■ **Tarefa escrita**
Passe para o inglês esta frase do acórdão: "Citado, o Réu deduziu oposição."

■ **Texto fornecido**

____________________

Acórdão nº 18362/19.4YIPRT.E1 de Tribunal da Relação de Évora, 19 de Dezembro de 2019

Magistrado ResponsávelFLORBELA MOREIRA LANÇA
Data da Resolução19 de Dezembro de 2019
EmissorTribunal da Relação de Évora

ACORDAM NA 1.ª SECÇÃO CÍVEL DO TRIBUNAL DA RELAÇÃO DE ÉVORA I.

Relatório Mercados de …, E.M. apresentou requerimento de injunção contra BB, peticionando o pagamento da quantia de € 400,00, acrescida de juros de mora, que à data do requerimento se computavam em € 6,06, e do montante de € 51,00, relativo à taxa de justiça paga.

Para tanto, alegou que celebrara com o Requerido um contrato de utilização comercial das bancas 44/45 do sector de peixe, no Mercado de …, do qual é entidade gestora.

Mais alegou que o contrato rege-se, para além das cláusulas próprias, pelas do regulamento interno, sendo que, por força do referido acordo, o requerido reconhece à Requerente o direito a ser compensada por quaisquer violações das normas daquele constante. Por infracção do disposto no contrato celebrado entre as partes, o requerido incorreu numa falta cuja consequência é o pagamento da quantia de € 150,00 à requerente.

Citado, o Réu deduziu oposição.

No dia 18.06.2019 foi proferido o seguinte despacho: “Uma vez que a causa de pedir se encontra insuficientemente concretizada, determino que se notifique a Autora para que concretize: i) Qual o objecto do contrato celebrado entre as partes; ii) Quais as obrigações concretamente assumidas em tal contrato; iii) A que se refere em concreto a Autora quando alega “infracção no disposto no contrato” e “a requerida incorreu numa falta cuja consequência é o pagamento da quantia de € 150,00 à Requerente”; iv) Porque razão uma alegada obrigação de pagar € 150,00 redunda num pedido de € 400,00.

____________________

■ **Itens de dados**
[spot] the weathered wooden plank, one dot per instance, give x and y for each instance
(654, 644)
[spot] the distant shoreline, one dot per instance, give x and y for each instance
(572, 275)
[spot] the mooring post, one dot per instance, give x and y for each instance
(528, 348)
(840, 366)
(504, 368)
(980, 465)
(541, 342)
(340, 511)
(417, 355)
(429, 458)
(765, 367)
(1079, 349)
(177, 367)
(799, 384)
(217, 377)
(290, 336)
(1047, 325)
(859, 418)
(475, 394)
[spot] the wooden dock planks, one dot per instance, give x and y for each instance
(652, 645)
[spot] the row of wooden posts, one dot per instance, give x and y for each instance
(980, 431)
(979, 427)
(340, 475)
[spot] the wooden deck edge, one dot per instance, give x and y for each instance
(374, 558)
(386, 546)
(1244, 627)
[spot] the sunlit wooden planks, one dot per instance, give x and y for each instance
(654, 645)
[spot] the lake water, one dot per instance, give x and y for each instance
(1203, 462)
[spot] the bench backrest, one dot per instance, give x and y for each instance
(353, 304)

____________________

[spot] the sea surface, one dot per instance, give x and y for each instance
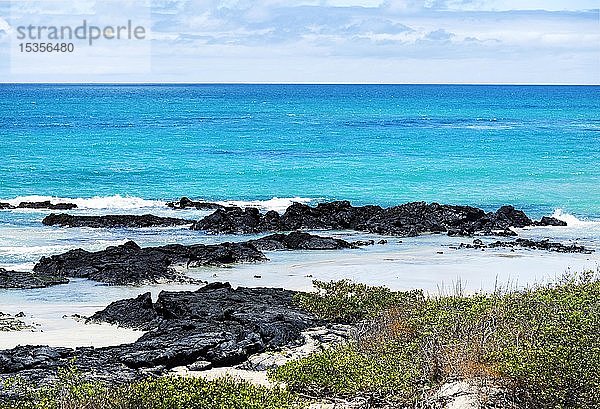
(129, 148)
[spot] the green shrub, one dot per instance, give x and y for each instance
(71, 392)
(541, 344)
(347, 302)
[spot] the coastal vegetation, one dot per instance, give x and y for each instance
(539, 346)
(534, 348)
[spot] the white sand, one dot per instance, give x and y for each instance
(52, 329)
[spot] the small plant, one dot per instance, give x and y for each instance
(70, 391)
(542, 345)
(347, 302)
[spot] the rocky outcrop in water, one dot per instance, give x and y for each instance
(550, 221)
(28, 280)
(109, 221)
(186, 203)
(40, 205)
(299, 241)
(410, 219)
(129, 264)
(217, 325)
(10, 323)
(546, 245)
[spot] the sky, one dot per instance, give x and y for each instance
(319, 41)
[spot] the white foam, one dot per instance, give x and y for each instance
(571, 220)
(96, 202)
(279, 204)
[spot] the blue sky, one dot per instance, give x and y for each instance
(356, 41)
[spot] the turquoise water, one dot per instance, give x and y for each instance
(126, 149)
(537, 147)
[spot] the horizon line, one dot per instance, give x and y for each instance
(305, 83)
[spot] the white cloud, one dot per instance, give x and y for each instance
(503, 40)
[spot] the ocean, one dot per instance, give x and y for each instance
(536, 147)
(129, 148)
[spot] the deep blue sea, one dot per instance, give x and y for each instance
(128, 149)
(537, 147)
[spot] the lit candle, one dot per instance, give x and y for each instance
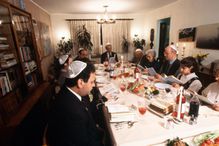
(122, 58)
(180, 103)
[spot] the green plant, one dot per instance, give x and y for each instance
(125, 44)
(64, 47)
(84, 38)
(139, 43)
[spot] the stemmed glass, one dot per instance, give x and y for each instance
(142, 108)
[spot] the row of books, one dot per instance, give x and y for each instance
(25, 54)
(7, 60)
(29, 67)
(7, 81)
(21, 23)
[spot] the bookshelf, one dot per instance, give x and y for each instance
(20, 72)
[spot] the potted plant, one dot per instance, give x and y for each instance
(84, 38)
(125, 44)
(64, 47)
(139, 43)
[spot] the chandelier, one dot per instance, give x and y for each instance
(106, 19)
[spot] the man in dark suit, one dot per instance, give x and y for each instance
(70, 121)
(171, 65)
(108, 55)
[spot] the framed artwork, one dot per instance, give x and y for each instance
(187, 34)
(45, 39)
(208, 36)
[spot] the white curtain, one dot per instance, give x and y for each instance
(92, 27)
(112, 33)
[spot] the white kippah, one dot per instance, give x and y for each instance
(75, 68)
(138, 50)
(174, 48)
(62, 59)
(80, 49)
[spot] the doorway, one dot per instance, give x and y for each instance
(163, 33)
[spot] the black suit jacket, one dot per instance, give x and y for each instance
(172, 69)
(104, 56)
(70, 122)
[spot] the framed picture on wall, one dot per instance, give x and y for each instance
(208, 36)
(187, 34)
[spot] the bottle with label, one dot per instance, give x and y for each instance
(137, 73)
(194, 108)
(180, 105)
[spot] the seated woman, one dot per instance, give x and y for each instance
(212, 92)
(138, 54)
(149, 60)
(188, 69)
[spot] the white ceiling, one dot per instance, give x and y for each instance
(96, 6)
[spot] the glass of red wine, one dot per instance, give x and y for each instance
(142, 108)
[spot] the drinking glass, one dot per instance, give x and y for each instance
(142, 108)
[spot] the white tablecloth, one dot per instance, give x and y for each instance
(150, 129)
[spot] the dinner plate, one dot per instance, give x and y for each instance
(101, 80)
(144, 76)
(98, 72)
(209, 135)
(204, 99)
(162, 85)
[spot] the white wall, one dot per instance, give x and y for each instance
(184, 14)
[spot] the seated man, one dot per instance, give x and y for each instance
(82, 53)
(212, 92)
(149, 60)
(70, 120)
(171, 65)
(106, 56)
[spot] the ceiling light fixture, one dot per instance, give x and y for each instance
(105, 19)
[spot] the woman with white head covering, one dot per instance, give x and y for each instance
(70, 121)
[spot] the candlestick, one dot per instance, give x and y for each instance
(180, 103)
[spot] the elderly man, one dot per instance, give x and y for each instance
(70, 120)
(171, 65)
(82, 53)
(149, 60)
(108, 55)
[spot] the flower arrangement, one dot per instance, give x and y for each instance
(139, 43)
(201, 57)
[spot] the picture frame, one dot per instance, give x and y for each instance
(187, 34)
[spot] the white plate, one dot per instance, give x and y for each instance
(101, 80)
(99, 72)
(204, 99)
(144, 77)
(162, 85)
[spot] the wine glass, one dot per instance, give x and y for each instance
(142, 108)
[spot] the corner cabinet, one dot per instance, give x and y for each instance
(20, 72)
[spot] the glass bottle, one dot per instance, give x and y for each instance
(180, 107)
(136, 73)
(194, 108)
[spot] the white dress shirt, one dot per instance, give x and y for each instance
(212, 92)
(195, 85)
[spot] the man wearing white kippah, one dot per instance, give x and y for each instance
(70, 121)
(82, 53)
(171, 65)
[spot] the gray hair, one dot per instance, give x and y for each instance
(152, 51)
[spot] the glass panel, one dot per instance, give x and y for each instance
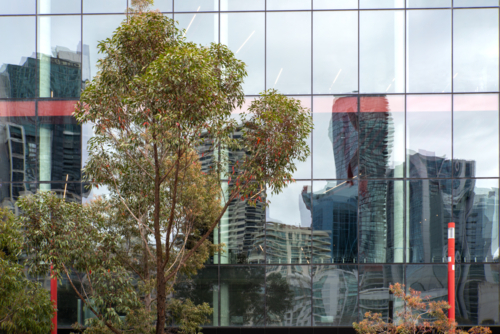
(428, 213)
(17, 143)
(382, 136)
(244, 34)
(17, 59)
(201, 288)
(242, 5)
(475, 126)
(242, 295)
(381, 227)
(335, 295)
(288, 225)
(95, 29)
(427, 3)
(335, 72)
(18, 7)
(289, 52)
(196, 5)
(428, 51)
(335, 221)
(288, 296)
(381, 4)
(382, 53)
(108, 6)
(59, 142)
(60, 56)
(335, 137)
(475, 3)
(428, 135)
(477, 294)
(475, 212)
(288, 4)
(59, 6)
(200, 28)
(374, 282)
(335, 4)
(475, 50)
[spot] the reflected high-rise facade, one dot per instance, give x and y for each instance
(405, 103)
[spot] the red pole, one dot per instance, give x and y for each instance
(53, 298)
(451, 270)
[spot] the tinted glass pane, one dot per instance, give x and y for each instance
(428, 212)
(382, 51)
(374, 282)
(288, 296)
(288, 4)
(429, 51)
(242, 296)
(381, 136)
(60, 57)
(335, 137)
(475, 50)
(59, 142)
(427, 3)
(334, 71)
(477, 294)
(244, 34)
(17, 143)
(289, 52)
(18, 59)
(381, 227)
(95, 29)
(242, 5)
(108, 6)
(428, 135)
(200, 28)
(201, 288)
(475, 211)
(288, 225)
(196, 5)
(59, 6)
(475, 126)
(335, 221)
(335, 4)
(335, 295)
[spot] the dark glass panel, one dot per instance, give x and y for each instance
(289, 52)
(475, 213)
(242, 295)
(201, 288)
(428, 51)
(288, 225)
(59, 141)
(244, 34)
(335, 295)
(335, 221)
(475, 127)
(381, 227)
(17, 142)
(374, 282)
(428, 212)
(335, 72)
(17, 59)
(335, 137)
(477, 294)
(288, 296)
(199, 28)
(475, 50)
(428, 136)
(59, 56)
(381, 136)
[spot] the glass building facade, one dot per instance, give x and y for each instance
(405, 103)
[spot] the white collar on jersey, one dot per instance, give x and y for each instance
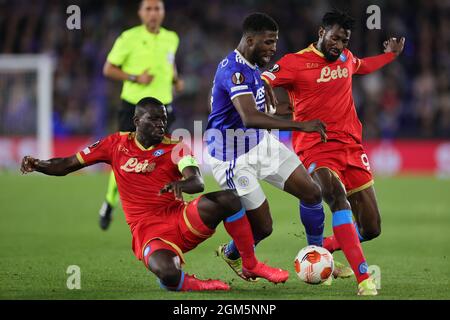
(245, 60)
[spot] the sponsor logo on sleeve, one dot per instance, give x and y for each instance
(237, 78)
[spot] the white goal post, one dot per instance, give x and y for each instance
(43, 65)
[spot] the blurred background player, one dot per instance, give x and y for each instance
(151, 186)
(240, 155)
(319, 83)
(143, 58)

____________________

■ **Resolução do exercício**
Having been served, the Defendant filed an opposition.